[A run of records]
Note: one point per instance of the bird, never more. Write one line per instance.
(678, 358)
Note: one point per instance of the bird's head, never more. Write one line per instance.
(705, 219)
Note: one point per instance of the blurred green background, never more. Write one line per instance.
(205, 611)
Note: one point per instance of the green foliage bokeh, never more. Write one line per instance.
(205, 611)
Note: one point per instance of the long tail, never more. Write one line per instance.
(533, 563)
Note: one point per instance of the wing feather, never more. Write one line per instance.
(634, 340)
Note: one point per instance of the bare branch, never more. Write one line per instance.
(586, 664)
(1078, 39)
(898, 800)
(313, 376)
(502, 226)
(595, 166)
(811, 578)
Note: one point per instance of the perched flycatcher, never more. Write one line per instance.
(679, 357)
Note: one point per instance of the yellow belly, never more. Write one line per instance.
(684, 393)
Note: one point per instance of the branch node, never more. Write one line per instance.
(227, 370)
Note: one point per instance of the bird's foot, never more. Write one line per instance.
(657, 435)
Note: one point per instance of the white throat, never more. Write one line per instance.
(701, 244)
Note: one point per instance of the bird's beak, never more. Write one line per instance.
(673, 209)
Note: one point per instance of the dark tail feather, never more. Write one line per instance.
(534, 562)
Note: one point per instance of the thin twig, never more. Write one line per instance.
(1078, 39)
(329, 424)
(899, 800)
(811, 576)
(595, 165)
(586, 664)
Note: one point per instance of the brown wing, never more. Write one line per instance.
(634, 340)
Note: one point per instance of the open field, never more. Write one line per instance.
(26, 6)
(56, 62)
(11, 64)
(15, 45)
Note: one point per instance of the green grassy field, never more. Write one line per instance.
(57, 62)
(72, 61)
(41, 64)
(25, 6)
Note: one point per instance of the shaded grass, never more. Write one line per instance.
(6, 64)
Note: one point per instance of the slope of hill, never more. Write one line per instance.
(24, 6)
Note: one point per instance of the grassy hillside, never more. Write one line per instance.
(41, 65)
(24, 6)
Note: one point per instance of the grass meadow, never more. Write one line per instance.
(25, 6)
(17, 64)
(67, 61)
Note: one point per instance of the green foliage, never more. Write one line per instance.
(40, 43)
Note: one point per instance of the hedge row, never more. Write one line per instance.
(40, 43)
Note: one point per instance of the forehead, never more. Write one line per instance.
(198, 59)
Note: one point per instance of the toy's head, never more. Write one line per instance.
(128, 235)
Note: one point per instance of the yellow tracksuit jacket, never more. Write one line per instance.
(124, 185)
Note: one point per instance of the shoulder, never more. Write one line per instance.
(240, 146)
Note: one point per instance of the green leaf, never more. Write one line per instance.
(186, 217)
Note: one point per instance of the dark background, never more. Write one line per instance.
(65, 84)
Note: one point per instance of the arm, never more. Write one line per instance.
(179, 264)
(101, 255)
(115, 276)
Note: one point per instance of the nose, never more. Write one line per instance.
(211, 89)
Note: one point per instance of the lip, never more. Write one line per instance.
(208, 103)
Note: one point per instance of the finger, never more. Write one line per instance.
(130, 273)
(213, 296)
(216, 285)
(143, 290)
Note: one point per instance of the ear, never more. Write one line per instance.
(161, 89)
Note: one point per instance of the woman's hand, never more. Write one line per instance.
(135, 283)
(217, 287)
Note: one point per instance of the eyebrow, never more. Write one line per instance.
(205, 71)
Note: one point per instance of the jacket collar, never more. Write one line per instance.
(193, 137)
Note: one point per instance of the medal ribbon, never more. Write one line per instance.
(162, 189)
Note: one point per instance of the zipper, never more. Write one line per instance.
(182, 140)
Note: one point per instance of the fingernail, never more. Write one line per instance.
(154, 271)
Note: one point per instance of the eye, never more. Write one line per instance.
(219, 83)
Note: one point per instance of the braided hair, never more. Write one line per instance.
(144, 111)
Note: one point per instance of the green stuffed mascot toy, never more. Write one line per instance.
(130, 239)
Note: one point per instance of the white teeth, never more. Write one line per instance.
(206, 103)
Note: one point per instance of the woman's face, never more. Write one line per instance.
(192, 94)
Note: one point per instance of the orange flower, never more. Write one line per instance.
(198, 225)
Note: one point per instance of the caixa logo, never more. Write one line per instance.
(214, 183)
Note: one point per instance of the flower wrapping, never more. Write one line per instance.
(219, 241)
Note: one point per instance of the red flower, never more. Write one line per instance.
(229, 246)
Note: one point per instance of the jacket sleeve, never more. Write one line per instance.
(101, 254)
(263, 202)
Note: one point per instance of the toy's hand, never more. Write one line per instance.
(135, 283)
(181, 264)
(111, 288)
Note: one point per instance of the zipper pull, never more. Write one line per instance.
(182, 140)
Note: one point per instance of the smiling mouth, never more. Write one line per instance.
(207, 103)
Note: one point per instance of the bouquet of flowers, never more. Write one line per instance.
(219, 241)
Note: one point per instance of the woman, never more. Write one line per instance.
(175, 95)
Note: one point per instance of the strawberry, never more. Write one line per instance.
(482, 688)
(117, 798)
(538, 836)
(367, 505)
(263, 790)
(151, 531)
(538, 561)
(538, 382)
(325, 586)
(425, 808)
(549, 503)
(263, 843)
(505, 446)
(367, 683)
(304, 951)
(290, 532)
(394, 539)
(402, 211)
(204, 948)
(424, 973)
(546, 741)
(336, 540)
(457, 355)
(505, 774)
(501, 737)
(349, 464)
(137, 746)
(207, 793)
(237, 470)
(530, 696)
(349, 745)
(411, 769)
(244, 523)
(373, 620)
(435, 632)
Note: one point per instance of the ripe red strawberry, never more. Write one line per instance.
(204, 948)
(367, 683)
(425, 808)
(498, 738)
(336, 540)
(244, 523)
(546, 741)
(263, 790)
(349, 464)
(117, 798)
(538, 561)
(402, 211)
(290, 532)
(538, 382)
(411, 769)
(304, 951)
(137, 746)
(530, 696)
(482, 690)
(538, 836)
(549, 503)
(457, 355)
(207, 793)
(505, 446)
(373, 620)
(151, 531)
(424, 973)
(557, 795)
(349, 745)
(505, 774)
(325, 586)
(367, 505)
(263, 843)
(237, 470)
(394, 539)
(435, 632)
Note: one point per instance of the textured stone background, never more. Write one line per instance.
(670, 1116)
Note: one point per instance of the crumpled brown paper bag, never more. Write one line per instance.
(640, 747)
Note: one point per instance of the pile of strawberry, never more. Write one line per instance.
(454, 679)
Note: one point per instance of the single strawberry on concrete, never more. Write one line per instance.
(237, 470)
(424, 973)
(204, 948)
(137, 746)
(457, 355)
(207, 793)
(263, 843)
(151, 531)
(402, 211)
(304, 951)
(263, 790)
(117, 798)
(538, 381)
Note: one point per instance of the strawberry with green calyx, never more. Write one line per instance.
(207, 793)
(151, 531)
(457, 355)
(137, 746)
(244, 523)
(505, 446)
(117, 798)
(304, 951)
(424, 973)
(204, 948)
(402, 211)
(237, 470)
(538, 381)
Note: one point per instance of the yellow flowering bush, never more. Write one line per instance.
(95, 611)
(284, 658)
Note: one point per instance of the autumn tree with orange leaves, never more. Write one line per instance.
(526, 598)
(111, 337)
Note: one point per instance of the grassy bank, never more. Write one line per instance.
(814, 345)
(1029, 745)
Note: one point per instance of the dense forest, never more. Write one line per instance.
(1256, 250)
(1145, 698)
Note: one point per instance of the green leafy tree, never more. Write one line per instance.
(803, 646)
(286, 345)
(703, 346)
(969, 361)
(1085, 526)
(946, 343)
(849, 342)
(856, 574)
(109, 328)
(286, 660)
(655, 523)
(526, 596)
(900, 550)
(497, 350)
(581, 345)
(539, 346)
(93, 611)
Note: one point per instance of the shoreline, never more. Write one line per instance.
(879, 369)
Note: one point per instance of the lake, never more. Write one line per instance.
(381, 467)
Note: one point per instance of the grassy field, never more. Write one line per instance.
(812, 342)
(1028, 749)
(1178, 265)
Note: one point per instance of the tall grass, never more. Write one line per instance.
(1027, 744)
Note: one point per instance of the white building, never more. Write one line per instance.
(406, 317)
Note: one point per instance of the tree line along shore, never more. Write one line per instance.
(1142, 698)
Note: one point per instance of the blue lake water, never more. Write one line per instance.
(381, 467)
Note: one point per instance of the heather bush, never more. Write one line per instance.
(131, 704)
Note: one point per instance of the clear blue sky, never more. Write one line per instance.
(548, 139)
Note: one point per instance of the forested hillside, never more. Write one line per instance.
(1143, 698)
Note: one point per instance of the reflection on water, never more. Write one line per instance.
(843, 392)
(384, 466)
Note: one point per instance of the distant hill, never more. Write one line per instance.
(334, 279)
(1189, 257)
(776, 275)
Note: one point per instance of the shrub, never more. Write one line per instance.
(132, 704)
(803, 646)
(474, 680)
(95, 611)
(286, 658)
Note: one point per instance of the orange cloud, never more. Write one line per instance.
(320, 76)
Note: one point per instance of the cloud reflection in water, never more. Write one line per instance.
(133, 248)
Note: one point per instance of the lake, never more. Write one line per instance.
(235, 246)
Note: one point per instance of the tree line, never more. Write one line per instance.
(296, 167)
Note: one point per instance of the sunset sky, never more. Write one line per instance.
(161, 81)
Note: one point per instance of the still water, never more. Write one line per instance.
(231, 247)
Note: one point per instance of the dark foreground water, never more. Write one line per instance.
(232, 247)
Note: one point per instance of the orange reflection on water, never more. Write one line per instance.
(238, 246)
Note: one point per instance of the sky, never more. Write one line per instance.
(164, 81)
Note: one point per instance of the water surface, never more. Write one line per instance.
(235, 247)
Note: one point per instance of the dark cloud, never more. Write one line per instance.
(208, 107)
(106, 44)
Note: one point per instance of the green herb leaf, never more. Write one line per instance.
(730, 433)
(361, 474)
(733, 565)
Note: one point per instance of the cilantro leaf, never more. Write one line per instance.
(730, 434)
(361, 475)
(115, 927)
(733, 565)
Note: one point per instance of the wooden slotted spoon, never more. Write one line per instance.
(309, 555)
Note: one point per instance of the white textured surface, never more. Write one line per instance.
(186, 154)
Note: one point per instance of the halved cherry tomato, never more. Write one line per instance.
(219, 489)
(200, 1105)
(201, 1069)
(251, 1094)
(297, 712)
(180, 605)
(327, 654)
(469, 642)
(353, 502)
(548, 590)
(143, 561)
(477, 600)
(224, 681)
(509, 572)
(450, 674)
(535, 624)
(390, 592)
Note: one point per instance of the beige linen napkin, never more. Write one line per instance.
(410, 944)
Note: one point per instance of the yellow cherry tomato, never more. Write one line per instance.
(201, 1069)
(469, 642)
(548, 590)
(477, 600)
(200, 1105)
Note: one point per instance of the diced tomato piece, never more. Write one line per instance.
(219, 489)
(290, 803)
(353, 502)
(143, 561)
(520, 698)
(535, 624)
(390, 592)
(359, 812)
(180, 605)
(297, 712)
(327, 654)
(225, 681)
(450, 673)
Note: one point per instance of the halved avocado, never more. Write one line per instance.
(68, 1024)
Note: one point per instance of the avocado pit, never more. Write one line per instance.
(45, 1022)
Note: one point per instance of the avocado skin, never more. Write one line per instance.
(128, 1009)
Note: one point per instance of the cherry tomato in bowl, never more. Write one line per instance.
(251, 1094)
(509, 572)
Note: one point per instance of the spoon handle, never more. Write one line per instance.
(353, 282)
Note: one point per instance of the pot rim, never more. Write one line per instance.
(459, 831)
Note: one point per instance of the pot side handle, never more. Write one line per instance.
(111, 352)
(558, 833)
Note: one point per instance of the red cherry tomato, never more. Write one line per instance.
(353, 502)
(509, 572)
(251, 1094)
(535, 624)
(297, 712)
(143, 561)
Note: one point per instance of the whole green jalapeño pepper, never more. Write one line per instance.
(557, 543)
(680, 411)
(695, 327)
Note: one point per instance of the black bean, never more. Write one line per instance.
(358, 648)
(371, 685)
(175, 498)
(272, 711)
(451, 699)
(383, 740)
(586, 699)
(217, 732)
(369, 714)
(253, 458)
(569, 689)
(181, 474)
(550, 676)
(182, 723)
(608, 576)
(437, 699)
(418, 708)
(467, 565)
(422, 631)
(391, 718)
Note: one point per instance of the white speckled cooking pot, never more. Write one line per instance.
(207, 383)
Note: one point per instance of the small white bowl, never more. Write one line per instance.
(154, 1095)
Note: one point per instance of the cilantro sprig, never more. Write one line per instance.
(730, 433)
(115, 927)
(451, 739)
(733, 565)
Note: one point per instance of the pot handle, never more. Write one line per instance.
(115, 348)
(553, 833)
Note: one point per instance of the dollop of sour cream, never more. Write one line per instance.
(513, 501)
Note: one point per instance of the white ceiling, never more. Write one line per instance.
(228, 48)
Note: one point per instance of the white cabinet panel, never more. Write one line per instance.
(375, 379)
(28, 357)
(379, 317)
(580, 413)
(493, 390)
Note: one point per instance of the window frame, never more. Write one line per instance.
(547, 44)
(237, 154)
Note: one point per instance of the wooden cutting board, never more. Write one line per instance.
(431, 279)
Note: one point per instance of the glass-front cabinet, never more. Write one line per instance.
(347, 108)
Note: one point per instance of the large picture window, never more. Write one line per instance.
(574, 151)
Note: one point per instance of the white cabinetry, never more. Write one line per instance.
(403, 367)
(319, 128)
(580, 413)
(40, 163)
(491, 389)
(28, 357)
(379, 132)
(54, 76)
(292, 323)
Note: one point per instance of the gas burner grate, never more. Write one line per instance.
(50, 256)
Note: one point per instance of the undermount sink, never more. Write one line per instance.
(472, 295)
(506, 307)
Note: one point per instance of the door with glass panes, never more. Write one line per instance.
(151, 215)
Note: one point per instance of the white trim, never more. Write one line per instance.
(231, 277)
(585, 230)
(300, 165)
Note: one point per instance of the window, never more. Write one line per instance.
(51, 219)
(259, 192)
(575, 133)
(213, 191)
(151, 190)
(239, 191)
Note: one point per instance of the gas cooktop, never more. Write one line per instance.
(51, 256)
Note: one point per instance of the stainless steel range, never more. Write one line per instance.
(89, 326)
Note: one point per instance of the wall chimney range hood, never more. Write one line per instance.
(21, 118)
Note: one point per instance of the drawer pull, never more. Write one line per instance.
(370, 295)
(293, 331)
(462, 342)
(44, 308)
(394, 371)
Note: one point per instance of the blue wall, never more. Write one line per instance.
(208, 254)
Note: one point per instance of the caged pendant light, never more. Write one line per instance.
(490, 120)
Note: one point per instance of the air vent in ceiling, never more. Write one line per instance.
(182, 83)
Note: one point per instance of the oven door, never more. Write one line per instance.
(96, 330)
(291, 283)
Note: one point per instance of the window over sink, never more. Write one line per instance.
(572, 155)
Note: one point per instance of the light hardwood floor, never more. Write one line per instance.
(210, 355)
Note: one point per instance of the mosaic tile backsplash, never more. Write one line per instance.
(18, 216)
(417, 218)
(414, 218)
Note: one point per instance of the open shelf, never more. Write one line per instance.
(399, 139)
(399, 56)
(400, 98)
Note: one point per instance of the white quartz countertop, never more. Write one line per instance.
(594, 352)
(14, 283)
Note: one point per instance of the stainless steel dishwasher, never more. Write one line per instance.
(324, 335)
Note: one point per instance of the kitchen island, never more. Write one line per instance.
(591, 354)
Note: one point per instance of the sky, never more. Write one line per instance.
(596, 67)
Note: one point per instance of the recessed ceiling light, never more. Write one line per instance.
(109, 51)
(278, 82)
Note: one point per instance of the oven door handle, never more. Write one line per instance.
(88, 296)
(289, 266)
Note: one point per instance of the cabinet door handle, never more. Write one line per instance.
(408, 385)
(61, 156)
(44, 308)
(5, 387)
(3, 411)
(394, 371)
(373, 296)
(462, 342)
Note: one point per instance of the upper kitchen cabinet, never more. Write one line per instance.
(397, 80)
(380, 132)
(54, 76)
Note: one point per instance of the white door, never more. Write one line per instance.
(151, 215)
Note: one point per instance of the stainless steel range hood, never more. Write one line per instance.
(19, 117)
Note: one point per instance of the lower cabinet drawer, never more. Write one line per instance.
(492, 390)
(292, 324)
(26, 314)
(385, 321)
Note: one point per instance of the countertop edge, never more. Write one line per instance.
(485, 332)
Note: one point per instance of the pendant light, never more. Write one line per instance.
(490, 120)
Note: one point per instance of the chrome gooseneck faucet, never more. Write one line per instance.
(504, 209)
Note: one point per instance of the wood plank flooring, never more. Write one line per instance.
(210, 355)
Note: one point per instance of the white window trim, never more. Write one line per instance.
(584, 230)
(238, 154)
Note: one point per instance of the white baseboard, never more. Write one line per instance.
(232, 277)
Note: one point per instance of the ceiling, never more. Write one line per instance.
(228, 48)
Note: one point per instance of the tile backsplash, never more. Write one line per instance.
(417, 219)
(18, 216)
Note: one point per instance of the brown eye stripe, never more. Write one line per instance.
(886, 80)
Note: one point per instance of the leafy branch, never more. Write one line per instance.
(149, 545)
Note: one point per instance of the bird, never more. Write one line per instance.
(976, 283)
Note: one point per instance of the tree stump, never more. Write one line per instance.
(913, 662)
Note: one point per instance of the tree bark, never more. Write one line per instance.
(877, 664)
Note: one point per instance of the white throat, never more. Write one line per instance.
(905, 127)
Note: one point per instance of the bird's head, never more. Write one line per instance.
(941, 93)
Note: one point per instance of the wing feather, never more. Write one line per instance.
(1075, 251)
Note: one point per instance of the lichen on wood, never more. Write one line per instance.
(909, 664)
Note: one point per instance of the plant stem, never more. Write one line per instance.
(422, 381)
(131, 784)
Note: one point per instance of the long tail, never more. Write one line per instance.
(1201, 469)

TASK INSTRUCTIONS ▸
Starting with the line that contains "Note: one point per instance of the brown eye", return each line through the last one of the data above, exactly as written and nothing more.

WRITTEN ANSWER ▸
Note: one point per instance of the brown eye stripe, never more. Write one line per instance.
(886, 80)
Note: one point per instance of the leafy branch, never more. Write one line per instance.
(149, 545)
Note: one point per instance of the bird, never more. Write one line per instance.
(976, 283)
Note: one point per instance of the tree stump, never more. Write one line per instance.
(913, 662)
Note: one point per instance of the tree bark, never more. Write one line per instance.
(877, 664)
Note: one point per instance of the white throat, never more. Write one line per instance.
(905, 127)
Note: one point per instance of the bird's head, never more. Write one line per instance.
(941, 93)
Note: one point per instance of the wing feather, never more. Write one line per instance.
(1075, 251)
Note: one point per instance of the lichen on wood, never more. Write one line per instance.
(909, 664)
Note: one point per instance of the plant stem, never more. Write one line per instance.
(422, 381)
(131, 784)
Note: one point per instance of the long tail, never more. Write one line per instance.
(1201, 469)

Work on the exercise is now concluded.